> _Goal of the exercise_: Your task is to return the data below, word for word.

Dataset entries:
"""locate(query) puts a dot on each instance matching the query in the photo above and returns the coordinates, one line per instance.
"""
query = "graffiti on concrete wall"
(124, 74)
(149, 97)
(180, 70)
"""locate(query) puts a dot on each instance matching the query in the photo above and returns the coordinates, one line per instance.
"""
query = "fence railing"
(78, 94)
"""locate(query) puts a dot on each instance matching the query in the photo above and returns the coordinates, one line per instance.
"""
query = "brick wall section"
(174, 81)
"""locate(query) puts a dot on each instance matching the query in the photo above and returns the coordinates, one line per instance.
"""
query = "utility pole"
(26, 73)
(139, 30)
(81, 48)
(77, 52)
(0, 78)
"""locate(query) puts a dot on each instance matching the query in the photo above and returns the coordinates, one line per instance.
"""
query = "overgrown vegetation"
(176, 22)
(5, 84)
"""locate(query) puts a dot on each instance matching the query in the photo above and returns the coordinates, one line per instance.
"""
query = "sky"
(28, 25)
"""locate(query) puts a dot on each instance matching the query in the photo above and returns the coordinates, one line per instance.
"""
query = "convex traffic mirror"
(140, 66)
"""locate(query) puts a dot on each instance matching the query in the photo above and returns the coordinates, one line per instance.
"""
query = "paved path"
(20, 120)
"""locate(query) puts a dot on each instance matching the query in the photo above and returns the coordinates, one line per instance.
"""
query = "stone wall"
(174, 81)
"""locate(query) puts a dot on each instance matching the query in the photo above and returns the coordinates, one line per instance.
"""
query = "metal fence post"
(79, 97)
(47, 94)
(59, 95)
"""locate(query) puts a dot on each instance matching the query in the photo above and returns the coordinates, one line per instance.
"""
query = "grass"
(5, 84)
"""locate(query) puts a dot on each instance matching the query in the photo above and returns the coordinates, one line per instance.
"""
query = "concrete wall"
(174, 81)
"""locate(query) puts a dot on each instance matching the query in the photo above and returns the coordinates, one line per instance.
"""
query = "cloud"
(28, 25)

> _Problem solution_:
"""locate(query) puts a dot on each instance matching the query in the photo above and returns the coordinates, one line per instance.
"""
query = "graffiti on concrete wall"
(124, 74)
(149, 97)
(180, 70)
"""locate(query) puts a dot on each instance matching the query in the photo above and returns the coordinates, one line per instance.
"""
query = "fence railing"
(78, 94)
"""locate(query) puts a dot on each instance matching the query in the photo above and returns the coordinates, one line per instance.
"""
query = "brick wall section"
(174, 81)
"""locate(query) puts a dot on each instance matching the query in the photo above and returns the coordinates, one line per instance.
"""
query = "utility pole"
(26, 73)
(139, 30)
(81, 48)
(77, 52)
(0, 78)
"""locate(query) puts a dot on each instance matching the query in the photo above and returns the coordinates, one line per instance.
"""
query = "overgrown vegetation"
(176, 22)
(5, 84)
"""locate(query) puts a dot on each instance matching the query in the photo above and returns the coordinates, one line per instance.
"""
query = "sky"
(28, 25)
"""locate(query) puts a dot on each instance matching the query in the photo above and returns the coordinates, one line per instance.
"""
query = "convex traffic mirror"
(140, 66)
"""locate(query) puts a dot on each instance matching the query in the photo above and returns the coordinates, one line per instance.
"""
query = "paved path"
(20, 120)
"""locate(query) puts a dot on each instance matching the query in the photo above and returns the coordinates, one line per instance.
"""
query = "stone wall"
(174, 81)
"""locate(query) puts a dot on each instance matching the query in the photo above and returns the coordinates, one line per instance.
"""
query = "metal fence post"
(79, 97)
(47, 94)
(59, 95)
"""locate(query) puts a dot on each instance matching the query in the photo above and returns the coordinates, one line per instance.
"""
query = "grass"
(5, 84)
"""locate(query) puts a dot on each instance matching the query in the photo above and returns the coordinates, one line per instance.
"""
query = "concrete wall"
(174, 81)
"""locate(query) puts a dot on each instance matching the query in the photo above and returns the coordinates, one line per instance.
"""
query = "cloud"
(28, 25)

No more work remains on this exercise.